Regarding the pid's, if we did that we would publish a syslog config which would include the pids. But we should just add the task ids.
Instead of Dec 10 19:56:55 dev pulp[32137]: requests.packages.urllib3.connectionpool:INFO: Starting new HTTPS connection (1): repos.fedorapeople.org
It could be: Dec 10 19:56:55 dev pulp[32137]: requests.packages.urllib3.connectionpool:INFO: [0ca4399c-51eb-47c8-9a07-145e61e389a5] Starting new HTTPS connection (1): repos.fedorapeople.org
Or it could be: Dec 10 19:56:55 dev pulp[32137]: [0ca4399c-51eb-47c8-9a07-145e61e389a5] requests.packages.urllib3.connectionpool:INFO: Starting new HTTPS connection (1): repos.fedorapeople.org
I prefer the former I think so that all log statements have the position of the python package and log level in the same place when running inside or outside of a task. Log statements running outside of tasks will not get the UUID.
What do others think?
Updated by semyers almost 8 years ago
- Groomed changed from No to Yes
- Sprint Candidate changed from No to Yes
I consider the groomed, provided we take one of Brian's suggested solutions in comment 1 (pids aren't so useful in log messages, but task IDs are very useful).
Updated by mhrivnak almost 8 years ago
Just an idea: what about only logging the first 8 characters of the task ID? That should be plenty of uniqueness to avoid collision while providing a good reference.
Dec 10 19:56:55 dev pulp[32137]: requests.packages.urllib3.connectionpool:INFO: [0ca4399c-51eb-47c8-9a07-145e61e389a5] Starting new HTTPS connection (1):
vs
Dec 10 19:56:55 dev pulp[32137]: requests.packages.urllib3.connectionpool:INFO: [0ca4399c] Starting new HTTPS connection (1):
Updated by bmbouter almost 8 years ago
mhrivnak +1 to that idea. Retaining 8 characters will still keep collision probabilities low. 1 in 36^8 = 2,821,109,907,456 by my count.
Updated by bmbouter almost 8 years ago
- Subject changed from As a user, I can correlate log statements to a task ID to As a user, I can see the first 8 characters of a task id in every log statement emitted from a running task
Updated by daviddavis almost 8 years ago
- Status changed from NEW to ASSIGNED
- Assignee set to daviddavis
Updated by daviddavis almost 8 years ago
My initial thought (and please tell me if this is a bad idea) was to write a Filter to set a task id on the LogRecord and then have the logger output that using a custom Formatter. However, that would require some global way to be able to get the task id but I didn't see any code for doing that. Is there a way to do that?

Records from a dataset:

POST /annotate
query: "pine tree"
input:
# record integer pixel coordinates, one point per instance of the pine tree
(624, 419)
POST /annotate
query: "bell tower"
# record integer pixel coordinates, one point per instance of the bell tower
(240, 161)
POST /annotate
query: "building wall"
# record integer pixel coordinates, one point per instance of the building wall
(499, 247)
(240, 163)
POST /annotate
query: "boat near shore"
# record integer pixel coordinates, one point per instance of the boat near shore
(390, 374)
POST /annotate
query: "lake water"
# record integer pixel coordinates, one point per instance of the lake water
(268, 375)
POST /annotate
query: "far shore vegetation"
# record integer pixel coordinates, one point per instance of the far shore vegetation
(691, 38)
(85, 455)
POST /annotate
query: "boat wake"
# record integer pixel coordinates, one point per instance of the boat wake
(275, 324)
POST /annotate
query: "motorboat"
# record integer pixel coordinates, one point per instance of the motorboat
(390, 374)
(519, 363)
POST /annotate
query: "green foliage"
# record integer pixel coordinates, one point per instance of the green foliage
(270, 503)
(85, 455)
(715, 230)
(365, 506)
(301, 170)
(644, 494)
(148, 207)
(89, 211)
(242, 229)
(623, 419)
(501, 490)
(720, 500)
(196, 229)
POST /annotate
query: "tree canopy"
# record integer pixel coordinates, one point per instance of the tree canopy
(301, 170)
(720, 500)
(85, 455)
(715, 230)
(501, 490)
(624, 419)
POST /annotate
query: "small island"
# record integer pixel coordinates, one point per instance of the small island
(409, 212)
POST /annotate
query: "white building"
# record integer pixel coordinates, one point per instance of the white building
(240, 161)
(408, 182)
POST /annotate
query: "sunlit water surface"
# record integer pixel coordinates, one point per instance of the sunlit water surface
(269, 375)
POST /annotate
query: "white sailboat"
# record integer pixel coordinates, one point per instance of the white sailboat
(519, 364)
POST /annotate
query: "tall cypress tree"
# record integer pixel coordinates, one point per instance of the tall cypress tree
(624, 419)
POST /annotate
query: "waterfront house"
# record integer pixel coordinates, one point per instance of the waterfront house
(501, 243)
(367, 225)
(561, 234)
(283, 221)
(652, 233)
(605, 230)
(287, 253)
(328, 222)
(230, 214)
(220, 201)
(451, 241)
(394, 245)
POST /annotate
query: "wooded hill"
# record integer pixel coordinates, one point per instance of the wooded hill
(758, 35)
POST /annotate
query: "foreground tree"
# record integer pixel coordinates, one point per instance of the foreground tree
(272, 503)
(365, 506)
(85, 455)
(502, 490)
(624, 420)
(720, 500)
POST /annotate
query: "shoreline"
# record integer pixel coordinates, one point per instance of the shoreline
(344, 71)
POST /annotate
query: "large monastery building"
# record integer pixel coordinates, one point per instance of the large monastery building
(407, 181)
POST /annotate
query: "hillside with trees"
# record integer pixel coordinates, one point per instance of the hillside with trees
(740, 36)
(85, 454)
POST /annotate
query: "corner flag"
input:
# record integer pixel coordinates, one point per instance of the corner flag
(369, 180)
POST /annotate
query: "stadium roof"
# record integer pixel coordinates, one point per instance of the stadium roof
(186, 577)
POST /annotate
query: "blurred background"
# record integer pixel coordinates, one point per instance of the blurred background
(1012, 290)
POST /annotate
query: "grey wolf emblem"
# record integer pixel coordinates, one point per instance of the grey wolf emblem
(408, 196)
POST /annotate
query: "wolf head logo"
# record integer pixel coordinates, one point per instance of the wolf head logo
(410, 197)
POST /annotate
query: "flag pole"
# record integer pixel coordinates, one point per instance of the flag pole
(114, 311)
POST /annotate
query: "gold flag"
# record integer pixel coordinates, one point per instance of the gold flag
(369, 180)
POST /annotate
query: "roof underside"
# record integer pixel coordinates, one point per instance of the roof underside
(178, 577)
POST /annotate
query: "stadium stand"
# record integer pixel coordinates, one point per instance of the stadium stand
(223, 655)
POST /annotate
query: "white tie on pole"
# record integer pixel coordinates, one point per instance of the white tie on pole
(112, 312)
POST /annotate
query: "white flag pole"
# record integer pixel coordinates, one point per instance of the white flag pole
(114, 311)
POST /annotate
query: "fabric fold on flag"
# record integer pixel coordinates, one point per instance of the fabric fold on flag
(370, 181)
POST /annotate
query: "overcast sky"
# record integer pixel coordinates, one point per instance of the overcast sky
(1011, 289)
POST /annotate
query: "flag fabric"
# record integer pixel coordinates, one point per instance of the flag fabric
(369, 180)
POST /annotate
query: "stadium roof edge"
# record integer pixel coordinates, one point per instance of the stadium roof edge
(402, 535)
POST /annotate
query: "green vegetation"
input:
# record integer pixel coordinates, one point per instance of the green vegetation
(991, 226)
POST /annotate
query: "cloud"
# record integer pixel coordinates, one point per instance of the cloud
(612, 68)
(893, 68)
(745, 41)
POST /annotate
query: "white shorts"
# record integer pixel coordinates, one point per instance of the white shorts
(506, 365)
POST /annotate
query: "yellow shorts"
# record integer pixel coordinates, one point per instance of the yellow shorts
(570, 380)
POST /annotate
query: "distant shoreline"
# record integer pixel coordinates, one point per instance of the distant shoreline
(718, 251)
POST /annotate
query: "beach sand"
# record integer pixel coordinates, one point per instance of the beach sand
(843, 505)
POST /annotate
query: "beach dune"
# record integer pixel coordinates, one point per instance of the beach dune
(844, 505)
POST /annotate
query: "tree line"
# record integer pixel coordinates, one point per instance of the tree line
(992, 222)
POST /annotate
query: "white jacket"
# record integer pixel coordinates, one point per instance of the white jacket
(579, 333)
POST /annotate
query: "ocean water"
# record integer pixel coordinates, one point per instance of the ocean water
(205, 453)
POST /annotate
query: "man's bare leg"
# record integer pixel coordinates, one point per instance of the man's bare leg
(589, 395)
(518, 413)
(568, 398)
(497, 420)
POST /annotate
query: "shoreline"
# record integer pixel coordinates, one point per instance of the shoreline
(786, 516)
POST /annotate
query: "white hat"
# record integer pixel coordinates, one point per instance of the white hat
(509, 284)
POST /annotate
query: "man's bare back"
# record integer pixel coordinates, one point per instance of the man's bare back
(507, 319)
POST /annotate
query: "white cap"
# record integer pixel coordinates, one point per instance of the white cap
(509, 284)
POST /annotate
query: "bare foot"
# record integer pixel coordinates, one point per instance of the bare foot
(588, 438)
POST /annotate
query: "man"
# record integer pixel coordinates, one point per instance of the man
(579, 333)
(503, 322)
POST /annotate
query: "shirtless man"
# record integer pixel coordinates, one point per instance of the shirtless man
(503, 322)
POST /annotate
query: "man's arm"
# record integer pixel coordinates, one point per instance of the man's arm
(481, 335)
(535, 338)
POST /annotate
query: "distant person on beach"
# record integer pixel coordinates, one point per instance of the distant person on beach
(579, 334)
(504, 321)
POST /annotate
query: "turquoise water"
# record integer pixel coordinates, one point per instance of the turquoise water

Tasks and exercises:
**1)** In the thread on adding task IDs to log statements, how many characters of the task ID did mhrivnak propose logging?
**2)** Proceed with the thread on adding task IDs to log statements, writing on from its last comment.

Answers to the exercises:
**1)** The first 8 characters.

**2)**
Updated by bmbouter almost 8 years ago
Here is a global way to get the task id [0]. I can't speak to the implementation approach, but whatever it does it needs to work well with our existing logger [1].
[0]: https://github.com/bmbouter/pulp/blob/f9355d21559fa880fd7654134d8f34dcf6b85acf/server/pulp/server/async/tasks.py#L643-L643
[1]: https://github.com/pulp/pulp/blob/master/server/pulp/server/logs.py
Updated by daviddavis almost 8 years ago
- Status changed from ASSIGNED to POST
Added by daviddavis almost 8 years ago
Added by daviddavis almost 8 years ago
Revision 431b5d2c | View on GitHub
Appending 8 character task id to log output
Appending a 8 character task id to log output if there is a relevant task id.
Updated by daviddavis almost 8 years ago
- Status changed from POST to MODIFIED
- % Done changed from 0 to 100
Applied in changeset pulp|431b5d2c832ad50c33daccb3f852be31583a4b9c.
Updated by pcreech over 7 years ago
- Status changed from 5 to CLOSED - CURRENTRELEASE
Updated by bmbouter almost 7 years ago
- Sprint changed from Sprint 16 to Sprint 14
Appending 8 character task id to log output
Appending a 8 character task id to log output if there is a relevant task id.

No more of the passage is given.